**What to produce:**
Turn the records below into a JSON list of strings, one string per line, with blank lines dropped.

**Records supplied:**

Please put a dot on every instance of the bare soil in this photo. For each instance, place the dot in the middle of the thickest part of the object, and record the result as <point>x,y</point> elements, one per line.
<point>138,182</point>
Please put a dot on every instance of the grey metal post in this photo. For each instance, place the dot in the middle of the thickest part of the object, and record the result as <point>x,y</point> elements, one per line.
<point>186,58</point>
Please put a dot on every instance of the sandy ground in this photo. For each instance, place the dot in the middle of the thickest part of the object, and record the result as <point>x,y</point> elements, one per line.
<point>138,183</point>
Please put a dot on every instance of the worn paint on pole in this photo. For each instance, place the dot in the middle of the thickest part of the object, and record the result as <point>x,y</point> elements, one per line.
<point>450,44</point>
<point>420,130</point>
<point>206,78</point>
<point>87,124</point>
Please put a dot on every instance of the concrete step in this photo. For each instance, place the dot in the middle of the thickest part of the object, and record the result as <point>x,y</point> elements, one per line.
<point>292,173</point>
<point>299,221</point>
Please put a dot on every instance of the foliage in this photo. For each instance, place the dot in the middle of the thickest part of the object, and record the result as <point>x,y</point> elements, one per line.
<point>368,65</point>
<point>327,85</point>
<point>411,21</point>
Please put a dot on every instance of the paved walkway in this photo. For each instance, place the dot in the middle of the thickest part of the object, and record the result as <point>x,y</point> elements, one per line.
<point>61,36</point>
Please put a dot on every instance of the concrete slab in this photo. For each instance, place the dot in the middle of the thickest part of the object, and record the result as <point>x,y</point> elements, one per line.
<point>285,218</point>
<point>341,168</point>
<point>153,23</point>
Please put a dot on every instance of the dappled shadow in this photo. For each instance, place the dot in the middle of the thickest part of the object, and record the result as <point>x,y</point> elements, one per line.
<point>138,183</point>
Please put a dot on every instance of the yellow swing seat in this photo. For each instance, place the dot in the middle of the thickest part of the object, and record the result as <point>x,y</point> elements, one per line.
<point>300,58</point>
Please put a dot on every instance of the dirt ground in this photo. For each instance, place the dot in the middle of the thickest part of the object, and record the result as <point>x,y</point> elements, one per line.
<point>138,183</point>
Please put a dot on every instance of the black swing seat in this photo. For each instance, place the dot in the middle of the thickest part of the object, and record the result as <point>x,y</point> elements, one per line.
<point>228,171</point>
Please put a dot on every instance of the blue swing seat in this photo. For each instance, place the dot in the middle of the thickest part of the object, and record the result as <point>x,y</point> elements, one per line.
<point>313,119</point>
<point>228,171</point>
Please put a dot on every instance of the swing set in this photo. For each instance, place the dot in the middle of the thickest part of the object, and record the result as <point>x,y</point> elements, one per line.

**Complete answer:**
[
  "Please put a dot on every instance of the bare soil in this photo. For each instance, place the dot in the middle of the thickest part of the object, and record the result as <point>x,y</point> elements, one per line.",
  "<point>138,182</point>",
  "Please put a dot on every instance of the grey metal post in this photo. For each instance, place the dot in the middle of the thickest part of the object, and record the result as <point>x,y</point> elements, one per line.",
  "<point>186,58</point>",
  "Please put a dot on every instance of the sandy ground in this photo. For each instance, place the dot in the middle of the thickest part of the object, and record the result as <point>x,y</point> elements, one per line.",
  "<point>138,183</point>",
  "Please put a dot on every instance of the worn paint on pole in this photo. For each instance, place the dot in the middle of the thickest part of the object, and record the result as <point>x,y</point> elements, one per line.",
  "<point>450,44</point>",
  "<point>420,130</point>",
  "<point>206,78</point>",
  "<point>87,124</point>",
  "Please put a dot on every instance of the concrete step in this photo. For each instance, place the dot in the middle of the thickest part of the object, and record the result as <point>x,y</point> elements, one per line.",
  "<point>292,173</point>",
  "<point>299,221</point>",
  "Please put a dot on every instance of the foliage in this photo. For each instance, place the dot in the middle of the thickest part of the object, and record the result as <point>x,y</point> elements, one per line.",
  "<point>368,65</point>",
  "<point>327,85</point>",
  "<point>411,21</point>",
  "Please put a dot on every instance of the paved walkway in this photo. For each instance, place the dot in the middle of the thickest part of the object, and record the result as <point>x,y</point> elements, one per line.",
  "<point>61,36</point>",
  "Please put a dot on every instance of the concrete slab in this photo. For each instance, place the dot in the middle of the thickest part of the object, and record the result as <point>x,y</point> elements, one per line.",
  "<point>285,218</point>",
  "<point>341,168</point>",
  "<point>153,23</point>",
  "Please put a dot on every instance of the dappled shadow in this photo. For each instance, place the dot in the middle of the thickest part of the object, and record the result as <point>x,y</point> elements, one per line.",
  "<point>138,183</point>",
  "Please put a dot on every instance of the yellow swing seat in this photo. For each instance, place the dot in the middle of the thickest part of the object, and record the result as <point>x,y</point> elements, one per line.",
  "<point>300,58</point>",
  "Please put a dot on every instance of the dirt ground in this photo. For each instance, place the dot in the middle of the thickest part of the object, and record the result as <point>x,y</point> elements, one per line.",
  "<point>138,183</point>",
  "Please put a dot on every instance of the black swing seat in this photo. For each instance, place the dot in the middle of the thickest part of the object, and record the result as <point>x,y</point> elements, one per line.",
  "<point>228,171</point>",
  "Please put a dot on every instance of the blue swing seat in this photo. For each instance, place the dot in the middle of the thickest part of the object, and record the result as <point>x,y</point> elements, one per line.",
  "<point>313,119</point>",
  "<point>228,171</point>",
  "Please put a dot on every instance of the swing set in this photo. For each instance, place the dot in the middle of the thickest part of the object, and record the result as <point>x,y</point> elements, one per line."
]